# The exercise
Return the listing below in full, with every line exactly as it is.

[Collected data]

* * * * * * *

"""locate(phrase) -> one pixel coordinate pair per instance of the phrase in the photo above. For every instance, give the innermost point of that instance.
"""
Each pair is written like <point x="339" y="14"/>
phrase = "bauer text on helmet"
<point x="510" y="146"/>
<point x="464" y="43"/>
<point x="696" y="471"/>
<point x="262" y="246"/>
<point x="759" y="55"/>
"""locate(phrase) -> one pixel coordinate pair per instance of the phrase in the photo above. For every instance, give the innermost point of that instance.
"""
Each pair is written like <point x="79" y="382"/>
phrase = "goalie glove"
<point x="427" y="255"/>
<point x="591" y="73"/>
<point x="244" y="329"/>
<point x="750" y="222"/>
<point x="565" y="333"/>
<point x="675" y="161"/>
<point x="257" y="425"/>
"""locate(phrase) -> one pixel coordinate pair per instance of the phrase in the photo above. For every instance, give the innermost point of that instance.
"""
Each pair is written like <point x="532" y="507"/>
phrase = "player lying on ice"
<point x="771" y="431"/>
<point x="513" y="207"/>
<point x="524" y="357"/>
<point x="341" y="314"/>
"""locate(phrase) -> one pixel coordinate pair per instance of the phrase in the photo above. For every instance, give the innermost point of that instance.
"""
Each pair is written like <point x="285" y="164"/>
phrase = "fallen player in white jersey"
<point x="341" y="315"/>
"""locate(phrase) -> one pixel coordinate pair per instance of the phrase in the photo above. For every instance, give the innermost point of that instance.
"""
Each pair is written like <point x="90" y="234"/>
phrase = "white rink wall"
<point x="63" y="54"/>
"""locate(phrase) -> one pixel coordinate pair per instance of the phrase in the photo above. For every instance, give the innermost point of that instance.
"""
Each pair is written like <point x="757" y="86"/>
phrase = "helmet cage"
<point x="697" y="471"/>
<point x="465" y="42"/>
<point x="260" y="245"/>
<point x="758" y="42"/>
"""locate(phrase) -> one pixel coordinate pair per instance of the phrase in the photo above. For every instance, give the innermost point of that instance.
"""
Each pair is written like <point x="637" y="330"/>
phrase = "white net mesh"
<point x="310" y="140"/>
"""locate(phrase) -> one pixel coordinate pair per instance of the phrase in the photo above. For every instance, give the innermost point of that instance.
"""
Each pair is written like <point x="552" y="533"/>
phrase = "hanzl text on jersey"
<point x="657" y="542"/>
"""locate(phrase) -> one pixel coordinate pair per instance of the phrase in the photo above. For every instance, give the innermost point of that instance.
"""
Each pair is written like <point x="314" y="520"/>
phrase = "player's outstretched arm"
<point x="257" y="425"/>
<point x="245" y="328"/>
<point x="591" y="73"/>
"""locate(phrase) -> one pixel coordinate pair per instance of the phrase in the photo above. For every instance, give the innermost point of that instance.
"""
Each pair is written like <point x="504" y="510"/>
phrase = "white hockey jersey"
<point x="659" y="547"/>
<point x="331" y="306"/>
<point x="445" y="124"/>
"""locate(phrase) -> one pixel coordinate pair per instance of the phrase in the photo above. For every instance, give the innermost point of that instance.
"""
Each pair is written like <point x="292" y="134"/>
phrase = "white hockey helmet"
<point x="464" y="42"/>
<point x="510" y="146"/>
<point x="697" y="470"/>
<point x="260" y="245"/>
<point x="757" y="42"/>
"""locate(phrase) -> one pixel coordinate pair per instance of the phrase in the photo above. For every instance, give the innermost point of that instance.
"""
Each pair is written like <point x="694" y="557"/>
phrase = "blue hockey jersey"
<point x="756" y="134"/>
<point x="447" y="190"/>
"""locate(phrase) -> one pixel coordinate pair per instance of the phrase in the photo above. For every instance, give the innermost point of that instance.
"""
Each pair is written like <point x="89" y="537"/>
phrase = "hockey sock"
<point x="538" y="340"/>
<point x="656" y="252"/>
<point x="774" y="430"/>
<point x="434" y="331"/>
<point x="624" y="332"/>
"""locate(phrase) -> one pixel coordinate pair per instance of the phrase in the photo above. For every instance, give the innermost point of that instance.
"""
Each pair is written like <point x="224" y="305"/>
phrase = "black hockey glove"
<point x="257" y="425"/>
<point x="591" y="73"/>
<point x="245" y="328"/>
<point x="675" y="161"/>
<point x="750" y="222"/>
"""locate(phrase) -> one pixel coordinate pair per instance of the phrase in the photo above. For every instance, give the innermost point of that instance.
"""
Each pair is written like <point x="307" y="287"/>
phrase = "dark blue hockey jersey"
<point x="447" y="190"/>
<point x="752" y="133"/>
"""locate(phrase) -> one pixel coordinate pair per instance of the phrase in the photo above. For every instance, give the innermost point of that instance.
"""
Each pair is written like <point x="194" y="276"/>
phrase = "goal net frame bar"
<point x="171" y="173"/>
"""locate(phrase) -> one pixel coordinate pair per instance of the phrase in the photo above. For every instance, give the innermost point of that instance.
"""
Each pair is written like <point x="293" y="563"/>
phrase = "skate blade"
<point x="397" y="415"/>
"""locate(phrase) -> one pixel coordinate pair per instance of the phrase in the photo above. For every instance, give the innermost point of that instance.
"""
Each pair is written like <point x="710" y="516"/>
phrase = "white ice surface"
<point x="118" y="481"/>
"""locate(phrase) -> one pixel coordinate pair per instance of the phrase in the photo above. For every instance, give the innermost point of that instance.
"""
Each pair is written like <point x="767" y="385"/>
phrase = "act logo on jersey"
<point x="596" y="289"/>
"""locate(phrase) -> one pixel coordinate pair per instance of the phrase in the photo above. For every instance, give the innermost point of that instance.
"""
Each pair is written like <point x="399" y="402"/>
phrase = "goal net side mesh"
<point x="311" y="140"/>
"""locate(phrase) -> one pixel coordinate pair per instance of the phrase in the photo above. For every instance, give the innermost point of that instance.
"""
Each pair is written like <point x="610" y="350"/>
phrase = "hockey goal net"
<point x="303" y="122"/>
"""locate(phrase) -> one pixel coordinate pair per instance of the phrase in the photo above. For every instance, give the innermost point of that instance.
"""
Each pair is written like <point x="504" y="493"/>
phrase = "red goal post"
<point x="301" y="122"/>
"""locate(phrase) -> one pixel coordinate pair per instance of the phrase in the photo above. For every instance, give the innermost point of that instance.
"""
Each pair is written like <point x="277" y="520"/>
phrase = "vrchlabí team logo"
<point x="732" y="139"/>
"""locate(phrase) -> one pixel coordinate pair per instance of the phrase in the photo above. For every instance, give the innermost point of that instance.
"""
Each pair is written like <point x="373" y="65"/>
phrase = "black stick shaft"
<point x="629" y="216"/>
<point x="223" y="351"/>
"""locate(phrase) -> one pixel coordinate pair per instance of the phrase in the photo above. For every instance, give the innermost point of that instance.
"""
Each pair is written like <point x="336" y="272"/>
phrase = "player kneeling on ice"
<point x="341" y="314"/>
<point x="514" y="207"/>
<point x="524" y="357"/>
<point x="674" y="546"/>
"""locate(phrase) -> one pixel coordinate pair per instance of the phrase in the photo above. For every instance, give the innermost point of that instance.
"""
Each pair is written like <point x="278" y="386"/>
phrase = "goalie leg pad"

* * * * * * *

# Finished exercise
"""locate(phrase) -> one pixel coordinate pair per instance of the phrase in the photo above. For every instance, give the innermost point of that instance.
"""
Each pair is written like <point x="339" y="14"/>
phrase = "bauer text on helmet"
<point x="510" y="146"/>
<point x="464" y="43"/>
<point x="696" y="471"/>
<point x="262" y="246"/>
<point x="759" y="55"/>
"""locate(phrase) -> one pixel coordinate pair per instance of the phrase in the photo above. For every instance, give the innermost point of that instance.
"""
Each pair is written like <point x="79" y="382"/>
phrase = "goalie glove"
<point x="427" y="255"/>
<point x="591" y="73"/>
<point x="244" y="329"/>
<point x="750" y="222"/>
<point x="565" y="333"/>
<point x="675" y="161"/>
<point x="257" y="425"/>
"""locate(phrase) -> one pixel coordinate pair per instance of the phrase in the photo above. For every instance, give the innermost point of that instance.
"""
Each pair is written like <point x="532" y="507"/>
phrase = "player lying on ice"
<point x="771" y="431"/>
<point x="513" y="207"/>
<point x="524" y="357"/>
<point x="341" y="314"/>
"""locate(phrase) -> one pixel coordinate pair per instance of the phrase in the photo above. For every instance, give the innermost point of that instance.
"""
Each pair is written like <point x="285" y="164"/>
phrase = "fallen player in white jersey"
<point x="341" y="315"/>
"""locate(phrase) -> one pixel coordinate pair per instance of the phrase in the photo above. For every instance, give the innermost point of that instance.
"""
Each pair is written like <point x="90" y="234"/>
phrase = "white rink wall"
<point x="63" y="54"/>
"""locate(phrase) -> one pixel coordinate pair per instance of the phrase in the photo above. For every instance, give the innermost point of that instance.
"""
Each pair is written like <point x="757" y="86"/>
phrase = "helmet cage"
<point x="697" y="471"/>
<point x="465" y="42"/>
<point x="260" y="245"/>
<point x="758" y="42"/>
"""locate(phrase) -> one pixel coordinate pair per instance of the phrase in the photo above. For every instance, give the innermost point of that instance.
"""
Each pair is written like <point x="637" y="330"/>
phrase = "white net mesh"
<point x="310" y="140"/>
"""locate(phrase) -> one pixel coordinate pair per instance of the phrase in the photo above. For every instance, give the innermost point of that instance.
"""
Each pair is written like <point x="552" y="533"/>
phrase = "hanzl text on jersey"
<point x="657" y="542"/>
"""locate(phrase) -> one pixel coordinate pair per instance of the phrase in the photo above. For every instance, give the innermost point of that instance.
"""
Each pair is written like <point x="314" y="520"/>
phrase = "player's outstretched arm"
<point x="257" y="425"/>
<point x="245" y="328"/>
<point x="591" y="73"/>
"""locate(phrase) -> one pixel coordinate pair per instance of the phrase in the photo above. For every instance, give the innermost point of that instance.
"""
Each pair is written like <point x="504" y="510"/>
phrase = "white hockey jersey"
<point x="659" y="547"/>
<point x="331" y="306"/>
<point x="445" y="124"/>
"""locate(phrase) -> one pixel coordinate pair per instance of the phrase in the photo above. For every instance, give the innermost point of that instance.
"""
Each pair is written like <point x="292" y="134"/>
phrase = "white hockey helmet"
<point x="464" y="42"/>
<point x="510" y="146"/>
<point x="697" y="470"/>
<point x="260" y="245"/>
<point x="757" y="42"/>
"""locate(phrase) -> one pixel coordinate pair per instance of the phrase in the photo above. For every instance, give the innermost point of that instance.
"""
Each pair is written like <point x="694" y="557"/>
phrase = "blue hockey jersey"
<point x="756" y="134"/>
<point x="447" y="190"/>
"""locate(phrase) -> one pixel coordinate pair per instance of the phrase in the photo above. For every instance, give the innermost point of that instance.
"""
Each pair is written like <point x="89" y="537"/>
phrase = "hockey sock"
<point x="538" y="340"/>
<point x="656" y="252"/>
<point x="774" y="430"/>
<point x="434" y="331"/>
<point x="624" y="332"/>
"""locate(phrase) -> one pixel coordinate pair per instance of the phrase in the photo above. For every instance, give the innermost point of that instance.
"""
Each pair is written like <point x="224" y="305"/>
phrase = "black hockey glove"
<point x="257" y="425"/>
<point x="591" y="73"/>
<point x="245" y="328"/>
<point x="675" y="161"/>
<point x="750" y="222"/>
"""locate(phrase) -> one pixel coordinate pair per instance of the phrase in the photo above. For every instance, give the innermost point of that instance.
"""
Each pair is written like <point x="307" y="287"/>
phrase = "dark blue hockey jersey"
<point x="447" y="190"/>
<point x="752" y="133"/>
"""locate(phrase) -> one pixel coordinate pair per instance of the phrase in the photo above. For every instance, give the innermost point of that instance.
"""
Each pair is written like <point x="194" y="276"/>
phrase = "goal net frame bar"
<point x="171" y="173"/>
"""locate(phrase) -> one pixel coordinate pair per instance of the phrase in the photo above. For every instance, give the innermost point of that instance.
"""
Each pair is written like <point x="293" y="563"/>
phrase = "skate blade"
<point x="397" y="415"/>
"""locate(phrase) -> one pixel coordinate pair per instance of the phrase in the photo above. For every instance, give the innermost point of that instance.
"""
Each pair is written like <point x="710" y="516"/>
phrase = "white ice surface"
<point x="118" y="481"/>
"""locate(phrase) -> one pixel coordinate pair per instance of the phrase in the photo above. For every instance, give the innermost point of that instance.
"""
Each pair is written like <point x="767" y="385"/>
phrase = "act logo on jersey"
<point x="596" y="289"/>
"""locate(phrase) -> one pixel coordinate pair per instance of the phrase in the photo above. For every instance, give the innermost point of that instance.
"""
Each pair is written like <point x="399" y="402"/>
phrase = "goal net side mesh"
<point x="311" y="140"/>
"""locate(phrase) -> one pixel coordinate pair per instance of the phrase in the photo above. For every instance, give the innermost point of that instance.
"""
Each pair is written like <point x="610" y="350"/>
phrase = "hockey goal net"
<point x="303" y="122"/>
"""locate(phrase) -> one pixel coordinate pair per instance of the phrase in the photo above. For every instance, give the innermost point of that instance.
"""
Each pair is written like <point x="504" y="493"/>
phrase = "red goal post"
<point x="301" y="122"/>
"""locate(phrase) -> one pixel coordinate pair per instance of the phrase in the photo above. For every instance, give the innermost point of that instance.
"""
Each pair is written like <point x="277" y="520"/>
phrase = "vrchlabí team logo"
<point x="732" y="139"/>
"""locate(phrase) -> one pixel coordinate pair per instance of the phrase in the photo above. For every instance, give the innermost point of that instance.
"""
Each pair is written like <point x="373" y="65"/>
phrase = "black stick shaft"
<point x="629" y="216"/>
<point x="223" y="351"/>
"""locate(phrase) -> one pixel coordinate pair per instance of the phrase in the photo above. For every instance, give the innermost point of that instance.
"""
Each pair is written like <point x="336" y="272"/>
phrase = "player kneeling on ice"
<point x="341" y="314"/>
<point x="514" y="207"/>
<point x="524" y="357"/>
<point x="674" y="546"/>
"""locate(phrase) -> one pixel coordinate pair per instance of the phrase in the photo above. For every instance, give the innermost point of that instance.
"""
Each pair is written like <point x="278" y="386"/>
phrase = "goalie leg pad"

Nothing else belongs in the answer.